_MATERIALS PROVIDED_

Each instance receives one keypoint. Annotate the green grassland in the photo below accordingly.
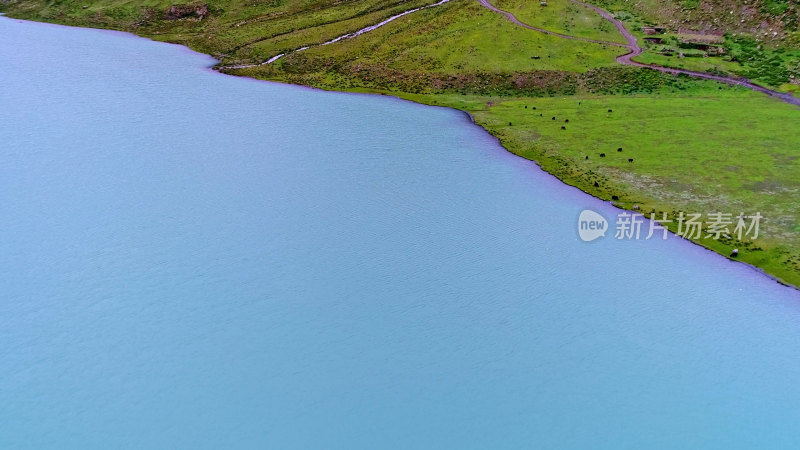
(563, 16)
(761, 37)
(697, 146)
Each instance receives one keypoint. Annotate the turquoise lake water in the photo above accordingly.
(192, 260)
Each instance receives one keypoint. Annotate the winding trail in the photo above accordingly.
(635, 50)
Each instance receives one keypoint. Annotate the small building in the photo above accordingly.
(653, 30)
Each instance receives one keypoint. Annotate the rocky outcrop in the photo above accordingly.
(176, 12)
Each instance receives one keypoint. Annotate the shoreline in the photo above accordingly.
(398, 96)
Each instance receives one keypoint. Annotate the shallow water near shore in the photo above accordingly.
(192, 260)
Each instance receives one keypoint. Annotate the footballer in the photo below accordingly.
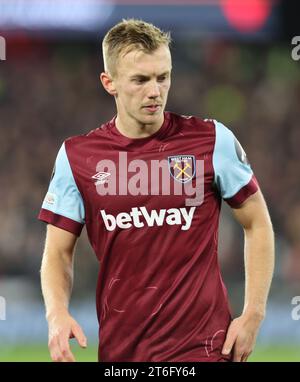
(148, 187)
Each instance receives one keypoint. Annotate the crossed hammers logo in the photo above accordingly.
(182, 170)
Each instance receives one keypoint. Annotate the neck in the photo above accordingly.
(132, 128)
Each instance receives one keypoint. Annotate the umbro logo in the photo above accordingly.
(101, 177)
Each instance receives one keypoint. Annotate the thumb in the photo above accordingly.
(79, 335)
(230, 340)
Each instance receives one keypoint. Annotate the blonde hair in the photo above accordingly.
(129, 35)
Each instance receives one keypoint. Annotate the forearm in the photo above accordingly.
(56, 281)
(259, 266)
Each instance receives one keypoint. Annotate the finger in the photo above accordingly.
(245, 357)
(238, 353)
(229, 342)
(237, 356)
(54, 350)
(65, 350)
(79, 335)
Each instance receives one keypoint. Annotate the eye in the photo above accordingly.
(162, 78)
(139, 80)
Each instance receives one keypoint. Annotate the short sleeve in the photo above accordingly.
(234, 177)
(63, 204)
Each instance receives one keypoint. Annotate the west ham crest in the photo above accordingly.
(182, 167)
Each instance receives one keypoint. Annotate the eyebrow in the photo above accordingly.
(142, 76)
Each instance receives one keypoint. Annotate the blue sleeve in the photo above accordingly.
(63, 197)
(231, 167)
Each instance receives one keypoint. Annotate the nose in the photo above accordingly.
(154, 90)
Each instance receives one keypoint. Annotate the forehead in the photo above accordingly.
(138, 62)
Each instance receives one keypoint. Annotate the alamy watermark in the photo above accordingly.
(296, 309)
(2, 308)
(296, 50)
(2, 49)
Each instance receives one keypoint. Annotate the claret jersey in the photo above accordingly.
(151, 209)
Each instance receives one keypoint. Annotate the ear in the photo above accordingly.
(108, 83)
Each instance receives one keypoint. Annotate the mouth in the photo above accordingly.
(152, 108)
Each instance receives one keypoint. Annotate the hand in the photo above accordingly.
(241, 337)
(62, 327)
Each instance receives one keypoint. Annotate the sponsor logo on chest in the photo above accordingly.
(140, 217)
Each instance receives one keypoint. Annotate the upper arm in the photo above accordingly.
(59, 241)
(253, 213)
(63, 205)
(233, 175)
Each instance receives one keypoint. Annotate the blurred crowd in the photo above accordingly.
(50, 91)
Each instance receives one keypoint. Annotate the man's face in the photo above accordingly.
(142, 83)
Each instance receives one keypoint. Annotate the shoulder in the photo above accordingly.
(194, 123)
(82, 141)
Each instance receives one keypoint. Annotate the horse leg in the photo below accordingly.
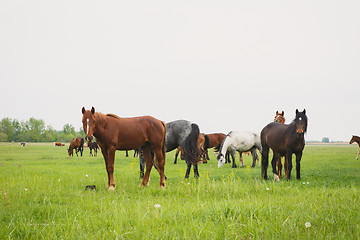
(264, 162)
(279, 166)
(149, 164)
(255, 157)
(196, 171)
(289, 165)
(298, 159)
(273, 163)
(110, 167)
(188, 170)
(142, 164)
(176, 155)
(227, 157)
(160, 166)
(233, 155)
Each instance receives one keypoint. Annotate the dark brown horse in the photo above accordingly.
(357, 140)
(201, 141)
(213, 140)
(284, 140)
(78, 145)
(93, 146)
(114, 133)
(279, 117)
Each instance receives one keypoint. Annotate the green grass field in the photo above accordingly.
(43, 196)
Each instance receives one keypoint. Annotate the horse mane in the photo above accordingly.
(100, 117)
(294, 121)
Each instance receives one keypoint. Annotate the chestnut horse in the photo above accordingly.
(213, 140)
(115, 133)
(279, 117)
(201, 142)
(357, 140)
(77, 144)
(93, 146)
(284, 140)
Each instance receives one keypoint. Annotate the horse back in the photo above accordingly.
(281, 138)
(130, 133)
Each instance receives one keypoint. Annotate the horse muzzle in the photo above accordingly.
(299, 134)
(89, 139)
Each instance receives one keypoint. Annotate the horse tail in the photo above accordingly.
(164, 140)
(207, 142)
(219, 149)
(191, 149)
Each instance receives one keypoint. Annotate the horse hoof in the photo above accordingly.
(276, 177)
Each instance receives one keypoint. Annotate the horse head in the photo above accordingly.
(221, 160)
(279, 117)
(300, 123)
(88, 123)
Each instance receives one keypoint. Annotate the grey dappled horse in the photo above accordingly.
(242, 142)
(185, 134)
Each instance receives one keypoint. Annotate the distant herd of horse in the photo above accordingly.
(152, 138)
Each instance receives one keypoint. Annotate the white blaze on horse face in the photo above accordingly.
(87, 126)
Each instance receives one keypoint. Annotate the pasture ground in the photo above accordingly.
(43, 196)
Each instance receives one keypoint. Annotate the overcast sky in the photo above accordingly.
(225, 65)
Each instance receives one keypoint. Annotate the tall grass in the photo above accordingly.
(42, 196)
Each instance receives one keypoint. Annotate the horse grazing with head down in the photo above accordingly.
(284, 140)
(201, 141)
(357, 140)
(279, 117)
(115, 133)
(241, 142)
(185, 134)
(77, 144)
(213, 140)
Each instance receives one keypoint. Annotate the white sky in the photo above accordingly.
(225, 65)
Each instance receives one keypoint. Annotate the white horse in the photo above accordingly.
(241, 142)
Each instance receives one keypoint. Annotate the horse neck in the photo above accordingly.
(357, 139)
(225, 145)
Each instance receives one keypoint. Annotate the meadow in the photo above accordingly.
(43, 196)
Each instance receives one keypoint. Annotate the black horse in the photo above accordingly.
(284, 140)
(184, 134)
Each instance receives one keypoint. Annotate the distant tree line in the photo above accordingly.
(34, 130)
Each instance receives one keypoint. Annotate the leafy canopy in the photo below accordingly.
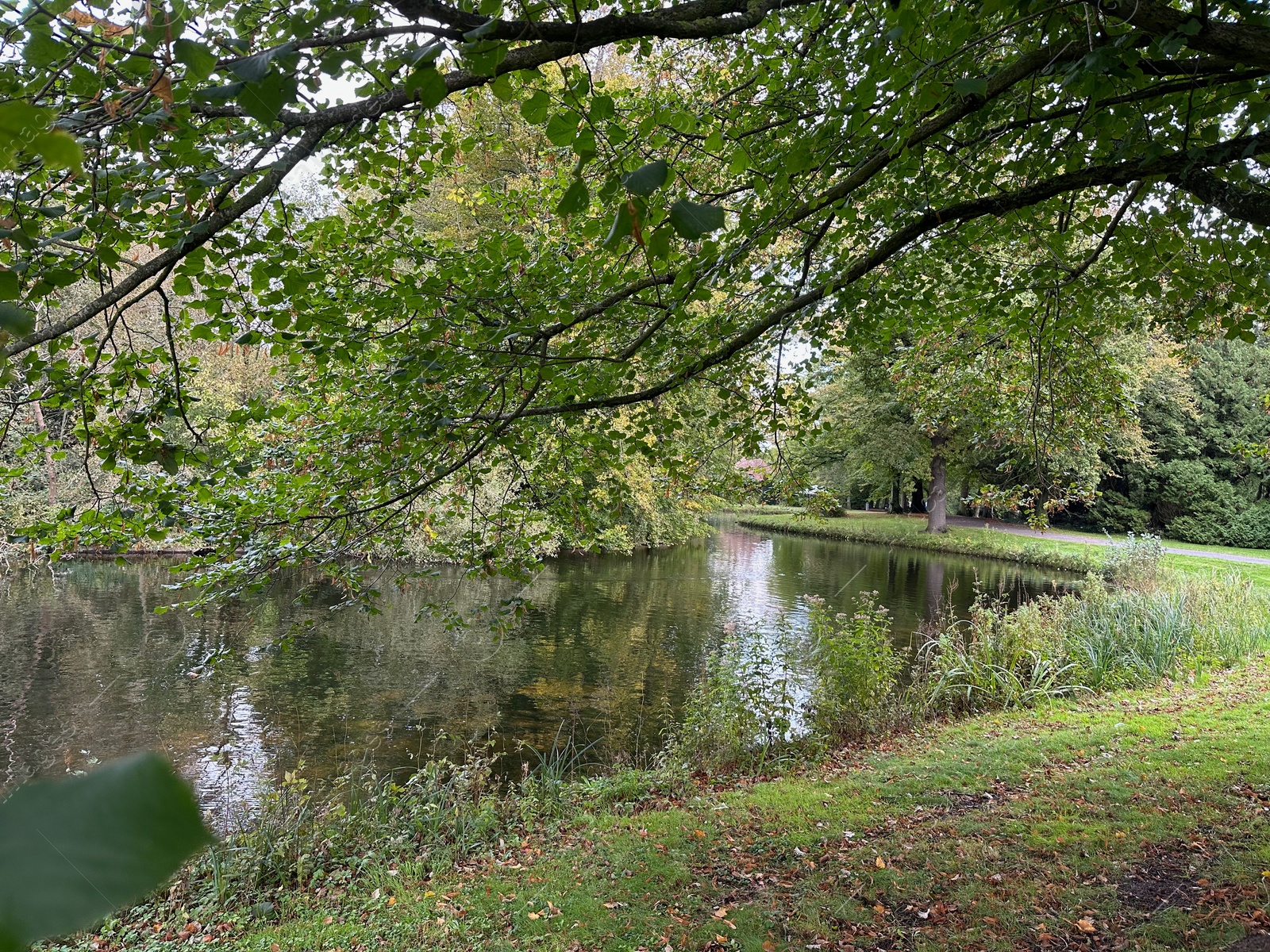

_EXERCISE GOAL_
The records are to be retyped in full and exactly, with no image carried over.

_THE ANSWER_
Each instance receives one keypoint. Annotate the green grassland in the photo below accordingly.
(563, 16)
(761, 37)
(697, 146)
Each instance receives one keypoint. Annotate the turquoise lake water in the photo above accordingly.
(192, 260)
Each instance receives one keypoint. Annotate the winding trail in the photo above accordingly.
(635, 50)
Each instance receives one keypoint. Annotate the small building in the photo above accordingly.
(653, 30)
Each instance receives one keypoint. Annotate the rocky outcrop in the photo above accordingly.
(176, 12)
Each instance receives one keypoint. Annotate the shoreline in the photo above accordingly.
(398, 96)
Each instance receives one keypoint. Annotate the shallow water near shore in the photo above accordingly.
(192, 260)
Each instance receives one keypoint. Annotate the footballer in the photo below accordingly.
(148, 187)
Each instance receives one keypoint. Annotate the crossed hammers logo in the photo above accordingly.
(182, 170)
Each instance receives one keypoint. Annotate the neck in the photo above accordingly.
(132, 128)
Each instance receives one keypoint. Annotate the umbro logo in the photo above accordingly.
(101, 177)
Each instance receives one keypoint. Annotate the thumb in the photo above accordingly.
(79, 335)
(230, 340)
Each instance receives one keypoint. Annotate the blonde hair in the photo above accordingly.
(129, 35)
Each instance receives one keypoint. Annotate the forearm in the photo above accordingly.
(56, 281)
(259, 266)
Each instance receives one keypoint. Annotate the finger in the photo above accordingly.
(245, 357)
(238, 353)
(229, 342)
(237, 356)
(54, 350)
(65, 350)
(79, 335)
Each instance receives one keypoint. Annotate the eye in the photo above accordingly.
(162, 78)
(139, 80)
Each instance receives one keypoint. Annotate the short sleeve in the photo above accordingly.
(234, 177)
(63, 204)
Each instance receives one keypoint. Annotate the west ham crest in the photo above accordingly.
(182, 167)
Each instance receives one keypoint. Annotate the eyebrow in the photo above accordingly.
(142, 76)
Each instance receives one keypoint. Annotate the blue sleeve in the photo above accordingly.
(63, 197)
(231, 167)
Each instance receives one keypoint. Annotate the nose in the photo above accordingly.
(154, 90)
Each instance receives one keypoint. Annotate the forehead in the photo above accordingly.
(138, 62)
Each instance receives one keypoint. Annotate the alamy watermark in the photo above accordingly.
(296, 309)
(2, 308)
(296, 50)
(2, 49)
Each instance receives one keypoint. Annotate the claret jersey in the photo above accordingly.
(151, 209)
Each instance receives one keypoint. Annotate the ear in the photo above accordingly.
(108, 83)
Each instance receives one keypoint. Annotate the mouth in the photo above accordingly.
(152, 108)
Each instance receives one keypoint. Annotate the hand in the photo above accordingly.
(241, 337)
(62, 327)
Each instance receives one keypoint. Annotate the sponsor logo on chest in the photo above accordingly.
(140, 217)
Each instance receives one keypoint. Annotate the upper arm in the photo above accordingly.
(59, 241)
(253, 213)
(63, 205)
(233, 175)
Each instance receives one keypoint. Annotate the blurred crowd in the photo above accordingly.
(50, 91)
Each instance receives one keypoint. Annotate the man's face in the photo above accordingly.
(142, 83)
Each instance receives one keypoint. Annotate the shoulder in the photo above accordingly.
(194, 123)
(82, 141)
Each instance receives one keypoint. Annotate the horse leg in the photo below accordingly.
(264, 162)
(279, 166)
(149, 164)
(255, 157)
(196, 171)
(289, 165)
(298, 159)
(273, 163)
(110, 167)
(188, 170)
(142, 164)
(176, 155)
(227, 157)
(160, 166)
(233, 155)
Each instance receives one keypoint. Annotate the dark brown horse in the photo above accordingly.
(357, 140)
(201, 141)
(213, 140)
(284, 140)
(78, 145)
(93, 146)
(114, 133)
(279, 117)
Each instance receives one keypoint. Annotate the green grass field in the photo above accordingly.
(43, 196)
Each instance receives one keypoint. Annotate the horse mane in the photo above accordingly.
(100, 117)
(294, 121)
Each instance receives one keypoint. Annotate the chestnut horse in the photo above accordingly.
(213, 140)
(115, 133)
(279, 117)
(201, 142)
(357, 140)
(77, 144)
(93, 146)
(284, 140)
Each instance receives one keypoint. Annotate the horse back in the photo above accordingly.
(281, 138)
(130, 133)
Each instance receives one keypoint. Annotate the horse muzzle in the photo above accordingly.
(299, 134)
(89, 139)
Each instance receives one keypoint. Annotate the horse tail in the photo above accordingly.
(164, 140)
(207, 142)
(219, 149)
(191, 149)
Each instance receives one keypoint. Annotate the horse hoof in the photo above accordingly.
(276, 177)
Each instance receives one keypoint. Annotate the horse head in the photo above accordingly.
(221, 160)
(279, 117)
(300, 123)
(88, 123)
Each instance receives one keypoint. Annotate the grey dappled horse in the photo above accordingly.
(242, 142)
(185, 134)
Each instance receives one keypoint. Annotate the distant herd of horse in the photo above accordingly.
(152, 138)
Each instance receives one keypoint. Annotate the white blaze on horse face in the photo above accordingly.
(87, 126)
Each instance receives one keypoint. Annotate the pasture ground in the photo above accordingly.
(43, 196)
Each instance receives one keypoint. Annotate the overcast sky in the photo above accordingly.
(225, 65)
Each instance receives one keypoint. Annotate the tall grass in the photo above accordingly.
(42, 196)
Each instance receives one keypoint. Annotate the horse grazing with head down in the photo above accordingly.
(284, 140)
(201, 141)
(357, 140)
(279, 117)
(115, 133)
(241, 142)
(185, 134)
(77, 144)
(213, 140)
Each instance receives one keypoint. Annotate the white sky in the photo above accordingly.
(225, 65)
Each instance receives one keypoint. Annotate the white horse in the photo above accordingly.
(241, 142)
Each instance receives one keypoint. Annotate the horse neck in the photo above accordingly.
(357, 139)
(225, 145)
Each instance receives one keypoint. Annotate the meadow in the photo above accordingly.
(43, 196)
Each instance receives one keypoint. Annotate the black horse in the photo above accordingly.
(284, 140)
(184, 134)
Each instance receives one keypoint. Annotate the distant tree line in the photo above accordingly.
(34, 130)
Each instance receives one keypoint. Annotate the leafy canopy in the photo below accordingly.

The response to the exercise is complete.